__Descripción del problema__:
Entrega como lista JSON de cadenas las líneas de las entradas que van desde la línea que contiene "Target: cup handle" hasta la línea que contiene "column 443, row 87", ambas incluidas. Usa una cadena por línea y omite las líneas en blanco.

__Información extraída__:
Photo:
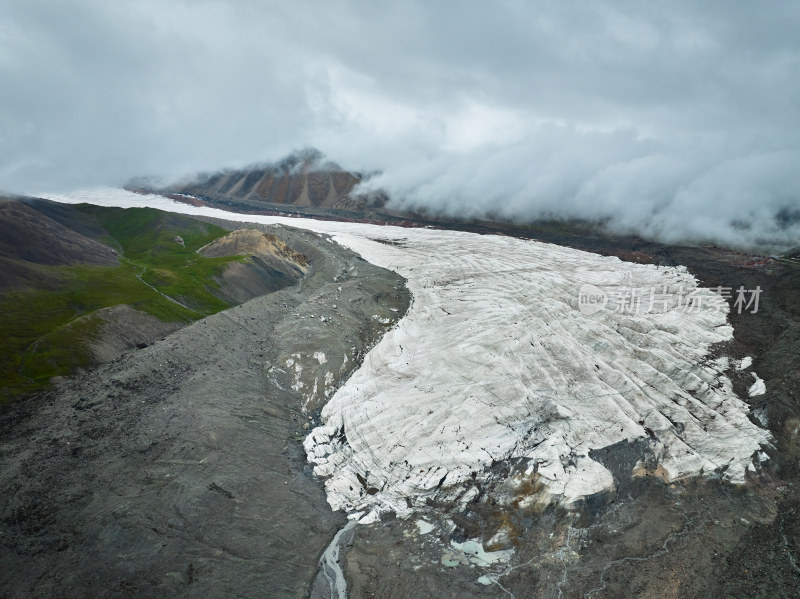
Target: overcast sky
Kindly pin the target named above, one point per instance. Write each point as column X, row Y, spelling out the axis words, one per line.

* * *

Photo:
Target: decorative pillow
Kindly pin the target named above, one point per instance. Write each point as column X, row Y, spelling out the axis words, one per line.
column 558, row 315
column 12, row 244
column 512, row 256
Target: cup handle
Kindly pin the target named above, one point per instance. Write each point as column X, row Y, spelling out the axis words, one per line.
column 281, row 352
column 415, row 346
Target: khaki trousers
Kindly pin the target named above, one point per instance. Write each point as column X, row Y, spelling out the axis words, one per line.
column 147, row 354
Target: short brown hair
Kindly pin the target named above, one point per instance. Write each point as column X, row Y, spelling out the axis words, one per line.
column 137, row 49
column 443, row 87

__Respuesta final__:
[
  "Target: cup handle",
  "Kindly pin the target named above, one point per instance. Write each point as column X, row Y, spelling out the axis words, one per line.",
  "column 281, row 352",
  "column 415, row 346",
  "Target: khaki trousers",
  "Kindly pin the target named above, one point per instance. Write each point as column X, row Y, spelling out the axis words, one per line.",
  "column 147, row 354",
  "Target: short brown hair",
  "Kindly pin the target named above, one point per instance. Write each point as column X, row Y, spelling out the axis words, one per line.",
  "column 137, row 49",
  "column 443, row 87"
]